#### [Excerpt to read]
►
Metabolic Features of Women With Polycystic Ovary Syndrome in Latin America: A Systematic Review

Front Endocrinol (Lausanne). 2021 Oct 19:12:759835. doi: 10.3389/fendo.2021.759835. eCollection 2021.


Background: Polycystic ovary syndrome (PCOS) is an endocrine disorder that commonly affects women of childbearing age and has been associated with metabolic and reproductive abnormalities. Only a few studies have investigated metabolic traits in women with PCOS in Latin America. Therefore, we conducted a systematic review to provide an overview of the available evidence on the metabolic profile of Latin American women with PCOS.

Methods: We searched PubMed, Cochrane Central Register of Controlled Trials, and Embase databases for cross-sectional, case-control, or cohort studies focusing on populations of countries in South and Central America and Mexico, published until October 31, 2019. We selected studies that reported the diagnostic criteria for PCOS. In the absence of a control group, we included studies if they reported relevant metabolic data.
◄
#### [Tasks for this exercise]
(A) Please reproduce the PCOS abstract word for word, starting at "Background: Polycystic ovary" and ending at "relevant metabolic data.".
(B) Which databases were searched for the review described in the PCOS abstract?
The items on this page have nothing to do with the PCOS abstract.

#### [Data under study]
►
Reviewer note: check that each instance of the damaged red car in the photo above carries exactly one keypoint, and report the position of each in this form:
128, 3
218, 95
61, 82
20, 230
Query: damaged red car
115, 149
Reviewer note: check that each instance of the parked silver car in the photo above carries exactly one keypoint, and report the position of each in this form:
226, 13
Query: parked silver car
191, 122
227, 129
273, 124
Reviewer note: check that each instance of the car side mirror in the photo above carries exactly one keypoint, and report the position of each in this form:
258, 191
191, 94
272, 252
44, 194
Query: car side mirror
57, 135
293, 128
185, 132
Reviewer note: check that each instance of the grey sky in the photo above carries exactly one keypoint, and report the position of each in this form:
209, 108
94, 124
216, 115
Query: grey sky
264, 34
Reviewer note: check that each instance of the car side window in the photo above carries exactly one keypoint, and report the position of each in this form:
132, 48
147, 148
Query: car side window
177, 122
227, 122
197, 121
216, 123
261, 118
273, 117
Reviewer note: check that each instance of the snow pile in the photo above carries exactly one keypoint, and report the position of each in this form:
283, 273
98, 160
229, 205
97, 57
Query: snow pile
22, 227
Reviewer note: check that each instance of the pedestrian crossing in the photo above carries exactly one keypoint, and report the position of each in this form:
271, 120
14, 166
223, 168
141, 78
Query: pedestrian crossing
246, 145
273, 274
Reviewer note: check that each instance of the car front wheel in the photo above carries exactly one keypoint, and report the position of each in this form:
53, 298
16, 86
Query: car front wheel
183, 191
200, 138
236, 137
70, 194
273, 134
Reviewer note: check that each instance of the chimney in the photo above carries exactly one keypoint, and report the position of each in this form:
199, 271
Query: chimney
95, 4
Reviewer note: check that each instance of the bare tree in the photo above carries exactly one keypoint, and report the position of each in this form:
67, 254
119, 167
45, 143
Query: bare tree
◄
#### [Solutions for each task]
(A)
Background: Polycystic ovary syndrome (PCOS) is an endocrine disorder that commonly affects women of childbearing age and has been associated with metabolic and reproductive abnormalities. Only a few studies have investigated metabolic traits in women with PCOS in Latin America. Therefore, we conducted a systematic review to provide an overview of the available evidence on the metabolic profile of Latin American women with PCOS.

Methods: We searched PubMed, Cochrane Central Register of Controlled Trials, and Embase databases for cross-sectional, case-control, or cohort studies focusing on populations of countries in South and Central America and Mexico, published until October 31, 2019. We selected studies that reported the diagnostic criteria for PCOS. In the absence of a control group, we included studies if they reported relevant metabolic data.

(B) PubMed, Cochrane Central Register of Controlled Trials, and Embase.